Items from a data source
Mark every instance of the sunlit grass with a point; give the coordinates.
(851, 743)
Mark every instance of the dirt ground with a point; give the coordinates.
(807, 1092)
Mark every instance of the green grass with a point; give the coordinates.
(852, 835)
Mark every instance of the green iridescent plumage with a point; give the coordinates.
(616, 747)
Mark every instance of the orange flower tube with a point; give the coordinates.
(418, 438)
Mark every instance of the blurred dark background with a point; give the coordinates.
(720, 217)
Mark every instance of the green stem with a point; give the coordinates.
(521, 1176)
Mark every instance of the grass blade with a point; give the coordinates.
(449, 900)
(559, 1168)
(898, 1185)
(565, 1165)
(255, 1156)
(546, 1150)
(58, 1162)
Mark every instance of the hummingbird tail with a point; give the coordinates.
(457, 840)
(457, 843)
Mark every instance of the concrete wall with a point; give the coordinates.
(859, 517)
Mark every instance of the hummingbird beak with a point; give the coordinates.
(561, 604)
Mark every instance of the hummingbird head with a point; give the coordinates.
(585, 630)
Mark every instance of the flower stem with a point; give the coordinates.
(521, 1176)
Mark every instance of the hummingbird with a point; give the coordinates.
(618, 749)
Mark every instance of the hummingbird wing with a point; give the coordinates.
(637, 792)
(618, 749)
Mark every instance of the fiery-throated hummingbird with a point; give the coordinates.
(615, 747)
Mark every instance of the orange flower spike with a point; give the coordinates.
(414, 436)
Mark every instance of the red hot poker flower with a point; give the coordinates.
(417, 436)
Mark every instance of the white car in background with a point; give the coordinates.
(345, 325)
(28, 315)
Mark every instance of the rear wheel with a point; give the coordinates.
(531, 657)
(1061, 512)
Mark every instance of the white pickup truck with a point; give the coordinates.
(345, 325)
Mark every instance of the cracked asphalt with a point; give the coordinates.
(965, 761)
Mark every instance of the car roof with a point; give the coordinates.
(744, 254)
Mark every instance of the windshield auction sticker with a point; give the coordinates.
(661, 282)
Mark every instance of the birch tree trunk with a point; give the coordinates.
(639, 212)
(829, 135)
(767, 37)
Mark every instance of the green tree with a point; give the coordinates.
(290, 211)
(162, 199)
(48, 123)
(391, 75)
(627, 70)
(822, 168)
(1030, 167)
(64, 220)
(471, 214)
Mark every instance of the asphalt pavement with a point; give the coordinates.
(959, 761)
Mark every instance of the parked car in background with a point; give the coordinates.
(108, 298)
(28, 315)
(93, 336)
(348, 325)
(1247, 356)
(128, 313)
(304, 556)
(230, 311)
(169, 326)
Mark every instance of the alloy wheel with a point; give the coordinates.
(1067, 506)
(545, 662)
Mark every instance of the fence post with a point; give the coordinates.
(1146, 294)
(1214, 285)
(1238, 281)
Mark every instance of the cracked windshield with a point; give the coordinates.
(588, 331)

### What to do
Above are the records; copy exactly the lines from the one with "Mark every instance of the hummingbird beak" through the final line.

### Solution to the problem
Mark every instance of the hummingbird beak with a point; give the coordinates.
(561, 604)
Mark every instance of the hummingbird head with a point; give the coordinates.
(585, 630)
Mark every instance of the flower stem with a point; give the coordinates.
(521, 1176)
Mark every instance of the hummingbird with a point; give the coordinates.
(618, 749)
Mark every instance of the hummingbird wing with a point; give the coordinates.
(637, 792)
(618, 749)
Mark every instance of the fiery-throated hummingbird with a point; give the coordinates.
(615, 747)
Mark every instance of the orange flower spike with a point; give the coordinates.
(414, 436)
Mark every instance of the red hot poker flower with a point; give the coordinates.
(417, 436)
Mark every instance of the white car in background with a point; give the coordinates.
(345, 325)
(28, 315)
Mark every instance of the rear wheel with a point; give the coordinates.
(531, 657)
(1061, 512)
Mark every instance of the white pickup truck with a point; give the coordinates.
(345, 325)
Mark every instance of the cracked asphalt with a point; give the coordinates.
(965, 761)
Mark every instance of the car roof with a point; give the coordinates.
(744, 254)
Mark every instance of the windshield auction sticker with a point; give the coordinates.
(661, 282)
Mark every instance of the birch tree trunk with a point; give the coordinates.
(639, 212)
(829, 135)
(767, 37)
Mark every instance of the green tree with a point; give the coordinates.
(290, 211)
(162, 199)
(48, 123)
(391, 75)
(627, 70)
(822, 168)
(1030, 167)
(64, 220)
(471, 214)
Mark every instance of the asphalt pavement with a point; give the coordinates.
(959, 761)
Mark every instance of the parked car in background with a point; give the coordinates.
(108, 298)
(28, 315)
(93, 336)
(348, 325)
(1247, 356)
(128, 313)
(304, 556)
(230, 311)
(169, 326)
Mark every instance of the alloy wheel with a point; give the coordinates.
(1067, 506)
(545, 662)
Mark every instance of the fence post with a point; give the coordinates.
(1146, 294)
(1214, 285)
(1238, 281)
Mark every instance of the cracked windshield with a point; give the coordinates.
(588, 331)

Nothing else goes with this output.